▶ **YOUR INSTRUCTIONS**: Pick out every line of the material below that contains the word "person".

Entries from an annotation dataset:

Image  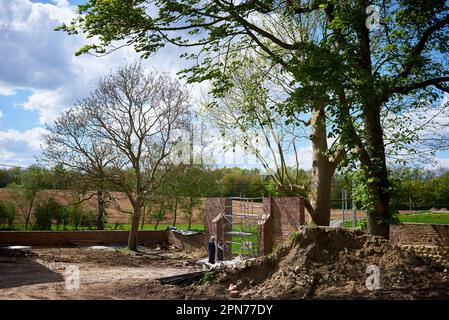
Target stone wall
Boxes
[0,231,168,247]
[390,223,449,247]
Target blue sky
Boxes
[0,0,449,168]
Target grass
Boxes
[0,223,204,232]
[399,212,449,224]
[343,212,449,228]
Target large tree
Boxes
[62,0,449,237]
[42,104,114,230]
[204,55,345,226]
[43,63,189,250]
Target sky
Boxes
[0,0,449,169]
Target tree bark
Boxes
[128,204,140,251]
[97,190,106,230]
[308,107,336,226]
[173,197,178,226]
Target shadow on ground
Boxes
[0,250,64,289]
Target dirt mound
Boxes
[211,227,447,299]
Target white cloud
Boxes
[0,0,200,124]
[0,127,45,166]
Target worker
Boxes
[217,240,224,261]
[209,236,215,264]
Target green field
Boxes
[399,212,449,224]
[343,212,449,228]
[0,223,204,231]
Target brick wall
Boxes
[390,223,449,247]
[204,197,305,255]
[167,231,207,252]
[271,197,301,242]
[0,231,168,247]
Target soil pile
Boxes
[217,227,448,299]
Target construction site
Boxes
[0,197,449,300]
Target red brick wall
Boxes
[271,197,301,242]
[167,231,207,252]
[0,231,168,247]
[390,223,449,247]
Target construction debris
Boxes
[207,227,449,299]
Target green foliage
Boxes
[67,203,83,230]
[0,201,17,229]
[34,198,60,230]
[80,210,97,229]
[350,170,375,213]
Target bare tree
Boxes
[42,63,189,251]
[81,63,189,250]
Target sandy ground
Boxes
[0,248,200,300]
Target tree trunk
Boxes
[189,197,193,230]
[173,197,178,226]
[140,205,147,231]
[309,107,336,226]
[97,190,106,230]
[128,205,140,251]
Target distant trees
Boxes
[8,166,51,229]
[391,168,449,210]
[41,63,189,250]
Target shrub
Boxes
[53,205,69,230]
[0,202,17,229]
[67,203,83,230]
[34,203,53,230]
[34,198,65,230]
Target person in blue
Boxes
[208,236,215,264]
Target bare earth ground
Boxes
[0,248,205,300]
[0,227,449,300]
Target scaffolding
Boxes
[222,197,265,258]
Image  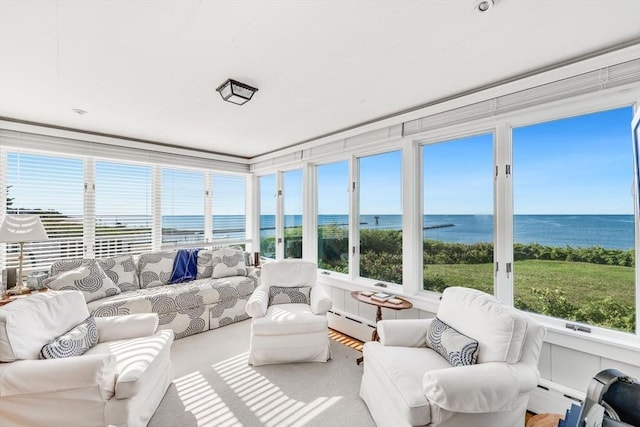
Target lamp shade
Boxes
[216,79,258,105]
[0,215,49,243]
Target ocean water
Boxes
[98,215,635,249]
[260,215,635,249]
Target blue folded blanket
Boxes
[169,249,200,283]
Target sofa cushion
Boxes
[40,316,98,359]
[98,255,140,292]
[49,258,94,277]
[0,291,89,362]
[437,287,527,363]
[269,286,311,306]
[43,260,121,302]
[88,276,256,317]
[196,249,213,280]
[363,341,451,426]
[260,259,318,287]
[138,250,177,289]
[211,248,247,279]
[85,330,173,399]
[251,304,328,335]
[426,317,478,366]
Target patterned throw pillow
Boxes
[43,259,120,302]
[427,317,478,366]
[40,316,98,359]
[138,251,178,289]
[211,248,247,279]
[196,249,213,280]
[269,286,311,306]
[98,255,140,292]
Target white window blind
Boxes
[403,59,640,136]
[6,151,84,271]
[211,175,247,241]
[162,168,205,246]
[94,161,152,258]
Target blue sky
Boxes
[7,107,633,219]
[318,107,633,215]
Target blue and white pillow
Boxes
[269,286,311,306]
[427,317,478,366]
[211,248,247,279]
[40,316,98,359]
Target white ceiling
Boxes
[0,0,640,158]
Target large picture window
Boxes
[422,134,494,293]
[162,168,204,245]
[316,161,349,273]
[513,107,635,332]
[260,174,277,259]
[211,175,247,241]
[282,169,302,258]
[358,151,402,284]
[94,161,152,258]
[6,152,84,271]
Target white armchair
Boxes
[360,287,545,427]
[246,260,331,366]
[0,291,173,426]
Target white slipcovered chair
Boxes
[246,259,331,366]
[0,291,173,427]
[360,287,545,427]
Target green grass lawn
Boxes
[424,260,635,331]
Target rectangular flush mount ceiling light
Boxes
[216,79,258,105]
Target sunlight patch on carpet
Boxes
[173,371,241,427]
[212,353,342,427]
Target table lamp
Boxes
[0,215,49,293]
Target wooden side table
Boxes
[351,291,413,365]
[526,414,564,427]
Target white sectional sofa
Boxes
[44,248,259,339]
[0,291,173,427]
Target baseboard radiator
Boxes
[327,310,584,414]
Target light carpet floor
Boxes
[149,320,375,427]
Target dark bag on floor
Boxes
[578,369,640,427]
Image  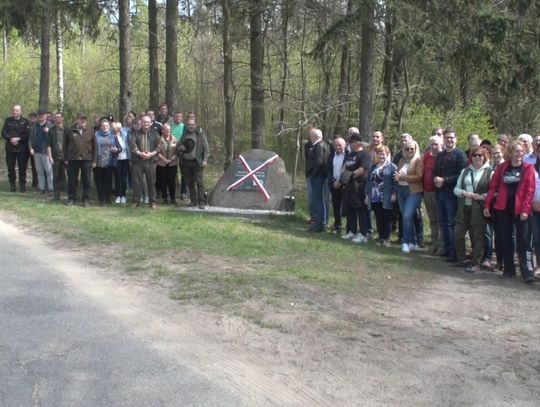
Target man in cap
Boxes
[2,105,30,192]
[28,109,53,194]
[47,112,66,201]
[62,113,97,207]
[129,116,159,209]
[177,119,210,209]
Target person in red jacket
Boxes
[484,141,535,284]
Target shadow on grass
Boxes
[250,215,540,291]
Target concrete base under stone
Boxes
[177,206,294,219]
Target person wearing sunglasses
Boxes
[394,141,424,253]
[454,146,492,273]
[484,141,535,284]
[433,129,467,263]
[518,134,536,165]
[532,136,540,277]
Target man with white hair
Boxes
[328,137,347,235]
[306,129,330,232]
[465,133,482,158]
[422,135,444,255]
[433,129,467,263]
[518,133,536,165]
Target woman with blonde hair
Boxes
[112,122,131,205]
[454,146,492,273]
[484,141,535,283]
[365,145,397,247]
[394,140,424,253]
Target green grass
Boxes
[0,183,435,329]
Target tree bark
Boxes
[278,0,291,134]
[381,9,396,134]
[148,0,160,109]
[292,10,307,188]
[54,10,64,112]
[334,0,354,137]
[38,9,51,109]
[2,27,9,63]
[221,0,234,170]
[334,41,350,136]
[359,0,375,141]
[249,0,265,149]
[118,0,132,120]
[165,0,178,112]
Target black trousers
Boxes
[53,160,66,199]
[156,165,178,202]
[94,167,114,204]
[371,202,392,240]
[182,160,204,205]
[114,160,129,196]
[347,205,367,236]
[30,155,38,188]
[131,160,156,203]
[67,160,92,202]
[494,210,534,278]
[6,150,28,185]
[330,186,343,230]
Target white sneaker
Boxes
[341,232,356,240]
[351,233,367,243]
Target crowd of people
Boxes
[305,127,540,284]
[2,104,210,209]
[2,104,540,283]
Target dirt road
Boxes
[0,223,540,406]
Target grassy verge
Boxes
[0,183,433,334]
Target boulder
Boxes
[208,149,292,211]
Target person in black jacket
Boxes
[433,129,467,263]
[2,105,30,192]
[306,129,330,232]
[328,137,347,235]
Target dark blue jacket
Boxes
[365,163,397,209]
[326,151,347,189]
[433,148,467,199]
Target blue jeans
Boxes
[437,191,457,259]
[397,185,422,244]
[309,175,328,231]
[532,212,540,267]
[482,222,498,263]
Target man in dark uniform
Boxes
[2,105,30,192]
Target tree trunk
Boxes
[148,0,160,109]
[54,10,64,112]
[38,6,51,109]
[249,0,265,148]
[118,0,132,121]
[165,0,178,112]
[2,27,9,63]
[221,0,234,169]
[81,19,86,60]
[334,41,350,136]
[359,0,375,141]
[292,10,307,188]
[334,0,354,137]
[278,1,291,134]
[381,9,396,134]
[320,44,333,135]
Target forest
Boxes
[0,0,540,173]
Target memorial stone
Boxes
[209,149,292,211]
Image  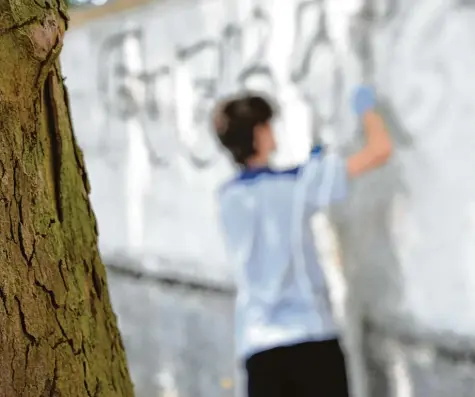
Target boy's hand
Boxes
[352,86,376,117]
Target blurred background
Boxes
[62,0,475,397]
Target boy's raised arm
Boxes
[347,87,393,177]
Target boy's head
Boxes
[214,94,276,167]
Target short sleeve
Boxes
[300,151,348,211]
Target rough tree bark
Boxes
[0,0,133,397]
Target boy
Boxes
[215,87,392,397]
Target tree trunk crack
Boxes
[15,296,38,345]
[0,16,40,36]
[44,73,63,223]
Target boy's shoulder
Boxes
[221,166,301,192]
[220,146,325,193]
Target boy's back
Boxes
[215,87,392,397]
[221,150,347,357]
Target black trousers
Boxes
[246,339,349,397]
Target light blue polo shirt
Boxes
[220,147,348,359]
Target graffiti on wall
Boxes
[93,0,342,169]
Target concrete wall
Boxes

▶ **THE RESPONSE**:
Target person in blue
Target person in red jacket
Target person wearing sunglasses
Target person in black jacket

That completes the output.